Do this. Count the lines in the records below that contain the string "target", and reply with that number alone.
::: Task data :::
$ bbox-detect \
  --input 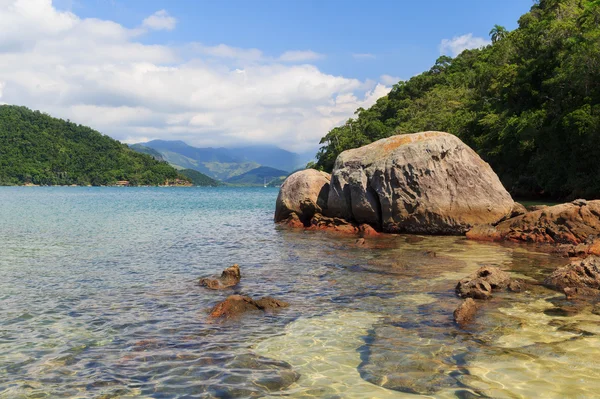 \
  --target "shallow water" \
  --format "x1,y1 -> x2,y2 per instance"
0,187 -> 600,399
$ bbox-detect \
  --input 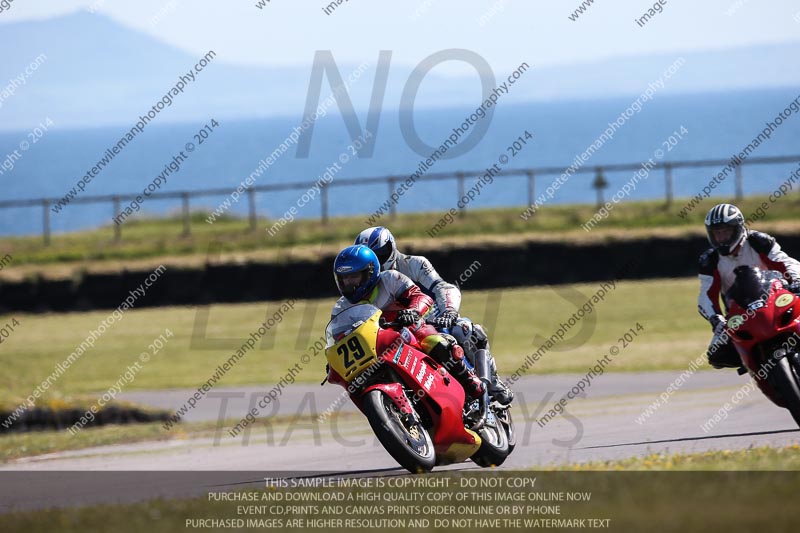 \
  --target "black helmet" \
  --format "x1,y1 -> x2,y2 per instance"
705,204 -> 747,255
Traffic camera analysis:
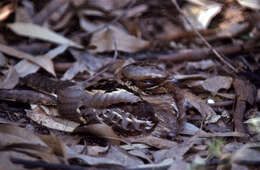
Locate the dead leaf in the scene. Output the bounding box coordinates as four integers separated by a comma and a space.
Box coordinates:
26, 106, 79, 132
61, 49, 105, 80
0, 44, 55, 75
202, 76, 233, 95
232, 78, 256, 133
231, 143, 260, 166
8, 22, 83, 48
182, 91, 220, 123
183, 1, 222, 30
90, 27, 150, 53
14, 45, 68, 77
127, 135, 177, 149
67, 145, 143, 169
153, 135, 197, 162
237, 0, 260, 10
186, 59, 215, 71
86, 89, 141, 108
0, 124, 47, 146
74, 124, 124, 145
15, 7, 32, 23
0, 3, 15, 22
0, 67, 19, 89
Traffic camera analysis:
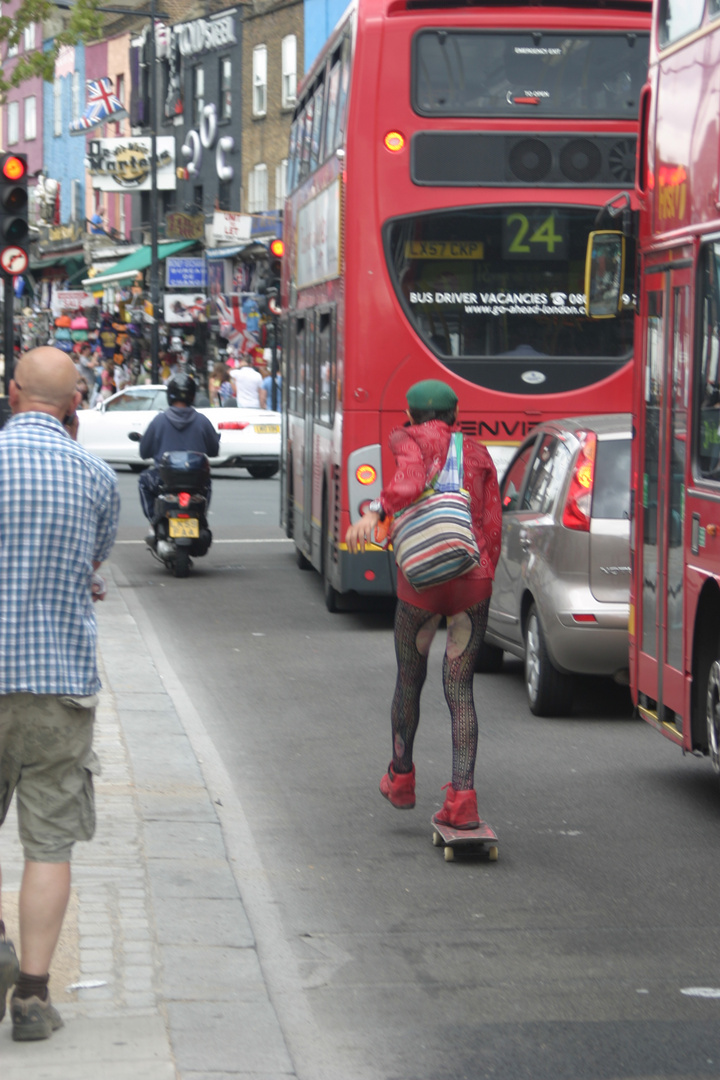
:::
The result. 2